● **TASK INSTRUCTIONS**:
Your answer should be the line containing "blue painted wall" and each line after it through the end of the data below, repeated exactly.

--- INFORMATION GIVEN Enclosed Below ---

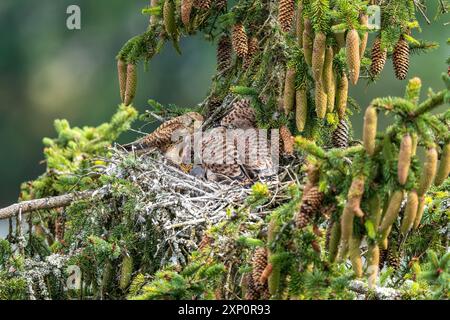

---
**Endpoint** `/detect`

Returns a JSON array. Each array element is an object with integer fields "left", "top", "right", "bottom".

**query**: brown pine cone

[
  {"left": 280, "top": 125, "right": 294, "bottom": 155},
  {"left": 252, "top": 248, "right": 268, "bottom": 289},
  {"left": 124, "top": 63, "right": 137, "bottom": 106},
  {"left": 181, "top": 0, "right": 194, "bottom": 26},
  {"left": 217, "top": 35, "right": 232, "bottom": 73},
  {"left": 194, "top": 0, "right": 211, "bottom": 10},
  {"left": 244, "top": 273, "right": 260, "bottom": 300},
  {"left": 346, "top": 29, "right": 360, "bottom": 85},
  {"left": 295, "top": 186, "right": 324, "bottom": 228},
  {"left": 232, "top": 24, "right": 248, "bottom": 58},
  {"left": 379, "top": 248, "right": 388, "bottom": 270},
  {"left": 278, "top": 0, "right": 295, "bottom": 33},
  {"left": 117, "top": 59, "right": 127, "bottom": 103},
  {"left": 243, "top": 37, "right": 259, "bottom": 69},
  {"left": 393, "top": 36, "right": 409, "bottom": 80},
  {"left": 332, "top": 119, "right": 349, "bottom": 148},
  {"left": 369, "top": 37, "right": 387, "bottom": 77},
  {"left": 55, "top": 212, "right": 65, "bottom": 242},
  {"left": 387, "top": 248, "right": 401, "bottom": 270},
  {"left": 215, "top": 0, "right": 227, "bottom": 10}
]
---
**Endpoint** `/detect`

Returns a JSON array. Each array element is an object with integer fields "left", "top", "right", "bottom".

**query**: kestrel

[
  {"left": 122, "top": 107, "right": 277, "bottom": 183},
  {"left": 220, "top": 99, "right": 256, "bottom": 129},
  {"left": 122, "top": 112, "right": 203, "bottom": 152},
  {"left": 200, "top": 126, "right": 276, "bottom": 182}
]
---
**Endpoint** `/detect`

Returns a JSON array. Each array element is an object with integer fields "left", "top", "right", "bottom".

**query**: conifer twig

[{"left": 411, "top": 90, "right": 446, "bottom": 117}]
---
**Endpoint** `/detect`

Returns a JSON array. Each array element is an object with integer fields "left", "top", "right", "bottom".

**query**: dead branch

[{"left": 0, "top": 189, "right": 100, "bottom": 220}]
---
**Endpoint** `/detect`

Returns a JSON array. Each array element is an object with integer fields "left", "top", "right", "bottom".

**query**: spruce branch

[
  {"left": 371, "top": 97, "right": 416, "bottom": 113},
  {"left": 411, "top": 90, "right": 447, "bottom": 117},
  {"left": 294, "top": 136, "right": 327, "bottom": 159}
]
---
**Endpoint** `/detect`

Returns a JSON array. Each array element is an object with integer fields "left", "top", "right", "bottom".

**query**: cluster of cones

[{"left": 370, "top": 35, "right": 410, "bottom": 80}]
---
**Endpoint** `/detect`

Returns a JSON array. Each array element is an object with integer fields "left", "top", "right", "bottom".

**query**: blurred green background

[{"left": 0, "top": 0, "right": 448, "bottom": 209}]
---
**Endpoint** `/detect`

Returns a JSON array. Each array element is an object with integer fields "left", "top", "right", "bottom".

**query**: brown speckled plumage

[
  {"left": 220, "top": 99, "right": 256, "bottom": 129},
  {"left": 122, "top": 112, "right": 204, "bottom": 152}
]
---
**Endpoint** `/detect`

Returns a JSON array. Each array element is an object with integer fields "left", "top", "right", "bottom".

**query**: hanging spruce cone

[
  {"left": 194, "top": 0, "right": 211, "bottom": 10},
  {"left": 124, "top": 63, "right": 137, "bottom": 106},
  {"left": 149, "top": 0, "right": 159, "bottom": 26},
  {"left": 332, "top": 119, "right": 349, "bottom": 148},
  {"left": 295, "top": 88, "right": 307, "bottom": 132},
  {"left": 435, "top": 142, "right": 450, "bottom": 186},
  {"left": 349, "top": 236, "right": 363, "bottom": 278},
  {"left": 417, "top": 147, "right": 438, "bottom": 196},
  {"left": 346, "top": 29, "right": 360, "bottom": 85},
  {"left": 244, "top": 273, "right": 260, "bottom": 300},
  {"left": 315, "top": 81, "right": 327, "bottom": 119},
  {"left": 336, "top": 72, "right": 348, "bottom": 118},
  {"left": 379, "top": 190, "right": 404, "bottom": 235},
  {"left": 232, "top": 24, "right": 248, "bottom": 58},
  {"left": 119, "top": 254, "right": 134, "bottom": 290},
  {"left": 215, "top": 0, "right": 227, "bottom": 10},
  {"left": 280, "top": 125, "right": 294, "bottom": 155},
  {"left": 393, "top": 36, "right": 410, "bottom": 80},
  {"left": 367, "top": 244, "right": 380, "bottom": 289},
  {"left": 55, "top": 212, "right": 65, "bottom": 242},
  {"left": 359, "top": 13, "right": 368, "bottom": 57},
  {"left": 323, "top": 46, "right": 335, "bottom": 112},
  {"left": 278, "top": 0, "right": 295, "bottom": 33},
  {"left": 252, "top": 248, "right": 268, "bottom": 290},
  {"left": 181, "top": 0, "right": 194, "bottom": 26},
  {"left": 387, "top": 248, "right": 401, "bottom": 270},
  {"left": 283, "top": 66, "right": 296, "bottom": 115},
  {"left": 370, "top": 37, "right": 387, "bottom": 77},
  {"left": 312, "top": 32, "right": 326, "bottom": 83},
  {"left": 379, "top": 248, "right": 388, "bottom": 270},
  {"left": 163, "top": 0, "right": 177, "bottom": 38},
  {"left": 217, "top": 35, "right": 232, "bottom": 73},
  {"left": 400, "top": 190, "right": 418, "bottom": 236},
  {"left": 328, "top": 221, "right": 341, "bottom": 263},
  {"left": 363, "top": 105, "right": 378, "bottom": 156},
  {"left": 413, "top": 195, "right": 426, "bottom": 229},
  {"left": 397, "top": 133, "right": 412, "bottom": 185},
  {"left": 303, "top": 19, "right": 313, "bottom": 66},
  {"left": 117, "top": 59, "right": 127, "bottom": 103},
  {"left": 296, "top": 186, "right": 324, "bottom": 229},
  {"left": 243, "top": 37, "right": 259, "bottom": 69}
]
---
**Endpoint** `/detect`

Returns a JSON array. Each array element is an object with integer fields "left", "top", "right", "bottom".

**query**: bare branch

[{"left": 0, "top": 190, "right": 100, "bottom": 220}]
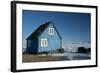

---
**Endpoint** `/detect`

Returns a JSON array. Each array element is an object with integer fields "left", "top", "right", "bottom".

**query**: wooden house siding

[
  {"left": 27, "top": 38, "right": 38, "bottom": 54},
  {"left": 38, "top": 24, "right": 61, "bottom": 52},
  {"left": 26, "top": 22, "right": 62, "bottom": 54}
]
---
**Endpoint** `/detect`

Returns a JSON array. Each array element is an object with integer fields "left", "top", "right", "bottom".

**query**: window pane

[
  {"left": 28, "top": 40, "right": 31, "bottom": 47},
  {"left": 51, "top": 29, "right": 53, "bottom": 33},
  {"left": 50, "top": 29, "right": 52, "bottom": 33},
  {"left": 49, "top": 28, "right": 54, "bottom": 35},
  {"left": 41, "top": 39, "right": 48, "bottom": 47},
  {"left": 45, "top": 40, "right": 46, "bottom": 46}
]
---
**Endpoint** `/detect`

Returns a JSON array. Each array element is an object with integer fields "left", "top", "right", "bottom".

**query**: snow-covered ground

[
  {"left": 64, "top": 52, "right": 90, "bottom": 60},
  {"left": 42, "top": 52, "right": 91, "bottom": 60},
  {"left": 63, "top": 42, "right": 91, "bottom": 52}
]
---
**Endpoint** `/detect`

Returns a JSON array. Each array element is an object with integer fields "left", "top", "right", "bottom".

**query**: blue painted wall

[
  {"left": 27, "top": 23, "right": 61, "bottom": 54},
  {"left": 27, "top": 38, "right": 38, "bottom": 54},
  {"left": 38, "top": 23, "right": 61, "bottom": 52}
]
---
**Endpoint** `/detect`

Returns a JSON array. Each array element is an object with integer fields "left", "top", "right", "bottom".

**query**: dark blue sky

--- End of Enclosed INFORMATION GIVEN ---

● **TASK RESPONSE**:
**query**: blue painted wall

[
  {"left": 27, "top": 23, "right": 61, "bottom": 54},
  {"left": 27, "top": 38, "right": 38, "bottom": 54},
  {"left": 38, "top": 23, "right": 61, "bottom": 52}
]
---
**Endpoint** `/detect`

Returns a JSON array. Each array element is an object with integer fields "left", "top", "right", "bottom".

**query**: dark blue sky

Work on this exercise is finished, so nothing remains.